What to work on> In the records below, find the line containing "Pick out each instance of the truck mudflap" and retype it and every line after it exactly, adding nothing.

(Saved entries)

:::

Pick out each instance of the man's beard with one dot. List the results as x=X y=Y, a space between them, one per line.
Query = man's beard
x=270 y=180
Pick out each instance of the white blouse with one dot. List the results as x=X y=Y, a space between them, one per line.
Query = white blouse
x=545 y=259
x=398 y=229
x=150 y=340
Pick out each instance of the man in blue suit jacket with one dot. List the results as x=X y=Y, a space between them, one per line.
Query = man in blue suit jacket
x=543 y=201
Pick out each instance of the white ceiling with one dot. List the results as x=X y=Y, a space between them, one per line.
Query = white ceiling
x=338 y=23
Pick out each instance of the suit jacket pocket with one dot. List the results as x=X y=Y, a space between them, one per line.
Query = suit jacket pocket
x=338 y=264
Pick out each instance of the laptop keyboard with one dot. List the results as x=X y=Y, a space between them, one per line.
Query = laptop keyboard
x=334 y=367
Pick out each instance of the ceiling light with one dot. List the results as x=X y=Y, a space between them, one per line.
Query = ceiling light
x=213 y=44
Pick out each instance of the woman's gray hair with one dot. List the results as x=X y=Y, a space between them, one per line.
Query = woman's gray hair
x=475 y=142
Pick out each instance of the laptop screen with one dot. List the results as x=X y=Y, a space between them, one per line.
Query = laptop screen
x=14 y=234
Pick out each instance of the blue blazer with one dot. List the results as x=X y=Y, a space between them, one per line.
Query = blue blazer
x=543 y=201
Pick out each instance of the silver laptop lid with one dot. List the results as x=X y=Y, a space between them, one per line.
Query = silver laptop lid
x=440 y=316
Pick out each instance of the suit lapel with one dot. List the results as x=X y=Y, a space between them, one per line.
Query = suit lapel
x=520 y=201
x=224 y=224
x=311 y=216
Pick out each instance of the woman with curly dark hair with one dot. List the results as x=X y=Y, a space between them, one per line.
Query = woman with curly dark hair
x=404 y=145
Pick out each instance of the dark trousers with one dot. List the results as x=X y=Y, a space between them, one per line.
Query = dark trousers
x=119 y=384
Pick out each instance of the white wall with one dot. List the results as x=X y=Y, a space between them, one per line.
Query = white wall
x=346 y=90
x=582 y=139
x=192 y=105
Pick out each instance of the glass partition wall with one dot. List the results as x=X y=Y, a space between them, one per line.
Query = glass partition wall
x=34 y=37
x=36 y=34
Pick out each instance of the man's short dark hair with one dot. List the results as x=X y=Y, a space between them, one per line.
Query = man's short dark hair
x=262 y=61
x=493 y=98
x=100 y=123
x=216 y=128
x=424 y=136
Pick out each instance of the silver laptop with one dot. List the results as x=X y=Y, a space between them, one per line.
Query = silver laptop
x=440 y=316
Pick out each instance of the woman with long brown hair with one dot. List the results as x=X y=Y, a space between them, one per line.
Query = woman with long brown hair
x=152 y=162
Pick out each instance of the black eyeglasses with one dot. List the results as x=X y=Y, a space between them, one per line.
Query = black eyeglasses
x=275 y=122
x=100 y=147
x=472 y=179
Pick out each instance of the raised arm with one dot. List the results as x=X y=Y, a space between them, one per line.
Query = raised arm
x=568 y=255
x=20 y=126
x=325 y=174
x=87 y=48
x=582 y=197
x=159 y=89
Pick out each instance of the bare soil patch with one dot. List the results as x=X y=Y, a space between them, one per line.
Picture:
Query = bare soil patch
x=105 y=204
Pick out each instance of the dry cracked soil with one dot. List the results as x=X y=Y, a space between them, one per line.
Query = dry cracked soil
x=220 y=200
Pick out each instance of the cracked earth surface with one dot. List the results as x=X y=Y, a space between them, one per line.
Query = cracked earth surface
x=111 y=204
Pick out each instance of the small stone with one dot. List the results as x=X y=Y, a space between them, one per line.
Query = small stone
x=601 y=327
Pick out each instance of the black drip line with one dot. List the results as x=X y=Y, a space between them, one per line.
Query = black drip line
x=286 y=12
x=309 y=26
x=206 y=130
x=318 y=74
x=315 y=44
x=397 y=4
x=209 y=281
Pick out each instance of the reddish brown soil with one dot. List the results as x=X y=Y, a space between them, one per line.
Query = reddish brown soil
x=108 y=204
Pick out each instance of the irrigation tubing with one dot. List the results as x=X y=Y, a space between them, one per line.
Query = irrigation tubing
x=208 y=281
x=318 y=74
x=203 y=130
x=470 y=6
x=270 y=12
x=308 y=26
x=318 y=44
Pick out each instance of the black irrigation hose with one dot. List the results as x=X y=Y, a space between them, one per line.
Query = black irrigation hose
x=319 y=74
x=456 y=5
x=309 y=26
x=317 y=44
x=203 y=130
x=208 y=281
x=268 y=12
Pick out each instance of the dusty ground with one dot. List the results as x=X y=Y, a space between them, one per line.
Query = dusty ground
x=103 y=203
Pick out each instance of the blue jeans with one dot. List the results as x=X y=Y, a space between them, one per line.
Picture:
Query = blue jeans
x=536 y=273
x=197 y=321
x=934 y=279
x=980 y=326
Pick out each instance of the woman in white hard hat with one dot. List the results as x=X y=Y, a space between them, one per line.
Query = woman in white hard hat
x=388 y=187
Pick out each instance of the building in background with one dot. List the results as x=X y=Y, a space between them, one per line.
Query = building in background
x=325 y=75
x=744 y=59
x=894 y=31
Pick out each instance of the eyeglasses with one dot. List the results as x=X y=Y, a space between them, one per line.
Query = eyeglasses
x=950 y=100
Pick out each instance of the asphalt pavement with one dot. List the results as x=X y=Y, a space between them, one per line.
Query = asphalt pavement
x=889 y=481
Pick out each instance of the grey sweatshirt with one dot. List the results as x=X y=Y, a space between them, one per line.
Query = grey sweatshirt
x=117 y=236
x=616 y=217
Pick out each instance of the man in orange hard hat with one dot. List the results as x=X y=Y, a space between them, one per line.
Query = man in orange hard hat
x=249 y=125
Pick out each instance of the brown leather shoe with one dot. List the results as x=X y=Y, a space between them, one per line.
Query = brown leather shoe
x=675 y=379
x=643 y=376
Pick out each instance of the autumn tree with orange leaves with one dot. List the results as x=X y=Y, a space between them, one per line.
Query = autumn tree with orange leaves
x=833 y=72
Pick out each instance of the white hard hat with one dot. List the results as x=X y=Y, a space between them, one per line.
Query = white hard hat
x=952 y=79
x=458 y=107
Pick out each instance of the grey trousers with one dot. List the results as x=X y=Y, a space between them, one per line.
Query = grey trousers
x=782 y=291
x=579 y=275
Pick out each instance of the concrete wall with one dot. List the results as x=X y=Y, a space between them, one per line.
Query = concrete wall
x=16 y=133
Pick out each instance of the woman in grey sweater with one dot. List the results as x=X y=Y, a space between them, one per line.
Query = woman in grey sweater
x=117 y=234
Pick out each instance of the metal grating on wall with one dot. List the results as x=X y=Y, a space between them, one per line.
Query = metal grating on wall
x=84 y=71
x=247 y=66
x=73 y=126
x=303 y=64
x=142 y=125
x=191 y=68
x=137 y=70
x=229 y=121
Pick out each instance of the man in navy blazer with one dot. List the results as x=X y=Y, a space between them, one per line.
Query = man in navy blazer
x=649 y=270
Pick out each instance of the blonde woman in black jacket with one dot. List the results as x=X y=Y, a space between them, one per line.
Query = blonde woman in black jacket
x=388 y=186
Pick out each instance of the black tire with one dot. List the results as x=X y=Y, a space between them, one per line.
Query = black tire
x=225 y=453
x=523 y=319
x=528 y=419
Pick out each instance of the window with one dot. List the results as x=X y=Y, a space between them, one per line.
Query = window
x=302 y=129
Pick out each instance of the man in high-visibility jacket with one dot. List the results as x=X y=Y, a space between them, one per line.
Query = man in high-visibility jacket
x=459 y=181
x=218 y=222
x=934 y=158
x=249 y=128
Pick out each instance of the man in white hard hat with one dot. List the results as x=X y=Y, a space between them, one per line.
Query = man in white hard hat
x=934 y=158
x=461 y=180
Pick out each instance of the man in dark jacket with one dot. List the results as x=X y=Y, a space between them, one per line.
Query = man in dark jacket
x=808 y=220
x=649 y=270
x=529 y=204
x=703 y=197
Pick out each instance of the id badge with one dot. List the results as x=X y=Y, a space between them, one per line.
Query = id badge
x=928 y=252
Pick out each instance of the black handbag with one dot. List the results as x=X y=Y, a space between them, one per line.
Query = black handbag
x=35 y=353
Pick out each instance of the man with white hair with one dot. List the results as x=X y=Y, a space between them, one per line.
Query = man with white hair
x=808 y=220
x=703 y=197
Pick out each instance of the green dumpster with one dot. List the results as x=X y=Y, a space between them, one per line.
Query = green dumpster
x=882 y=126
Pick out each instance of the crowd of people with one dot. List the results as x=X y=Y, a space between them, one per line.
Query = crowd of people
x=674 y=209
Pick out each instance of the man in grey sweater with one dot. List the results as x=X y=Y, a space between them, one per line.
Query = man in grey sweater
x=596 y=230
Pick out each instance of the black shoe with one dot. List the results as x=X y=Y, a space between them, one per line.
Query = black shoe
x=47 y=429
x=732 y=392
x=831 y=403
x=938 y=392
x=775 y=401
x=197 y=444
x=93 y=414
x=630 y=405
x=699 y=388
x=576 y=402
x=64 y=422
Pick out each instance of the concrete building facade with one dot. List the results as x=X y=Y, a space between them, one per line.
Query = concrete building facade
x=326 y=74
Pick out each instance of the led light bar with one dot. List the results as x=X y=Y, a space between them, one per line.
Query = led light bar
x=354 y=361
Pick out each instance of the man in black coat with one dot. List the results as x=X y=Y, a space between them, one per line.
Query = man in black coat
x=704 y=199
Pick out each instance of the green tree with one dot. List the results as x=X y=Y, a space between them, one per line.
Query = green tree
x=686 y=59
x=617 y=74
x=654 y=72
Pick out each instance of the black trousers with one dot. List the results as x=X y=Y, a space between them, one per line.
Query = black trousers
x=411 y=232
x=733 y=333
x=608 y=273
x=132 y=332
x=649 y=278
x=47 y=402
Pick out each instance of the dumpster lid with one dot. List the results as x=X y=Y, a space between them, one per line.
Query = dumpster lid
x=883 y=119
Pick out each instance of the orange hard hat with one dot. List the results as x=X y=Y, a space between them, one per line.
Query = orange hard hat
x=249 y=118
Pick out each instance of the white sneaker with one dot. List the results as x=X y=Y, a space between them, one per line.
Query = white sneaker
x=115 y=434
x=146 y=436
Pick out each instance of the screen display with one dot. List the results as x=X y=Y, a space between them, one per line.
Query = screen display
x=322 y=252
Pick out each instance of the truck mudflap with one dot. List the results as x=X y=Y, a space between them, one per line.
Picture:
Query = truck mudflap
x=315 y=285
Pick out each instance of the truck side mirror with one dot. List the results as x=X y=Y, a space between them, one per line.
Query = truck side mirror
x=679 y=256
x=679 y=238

:::

Solution to this task>
Pick out each instance of the truck mudflap with one dot. List the results as x=X y=Y, a space between them, one per line.
Picture:
Query = truck mudflap
x=315 y=285
Pick out each instance of the truck side mirror with one dot. List the results as x=X y=Y, a space between them, one per line.
Query = truck side mirror
x=679 y=256
x=679 y=238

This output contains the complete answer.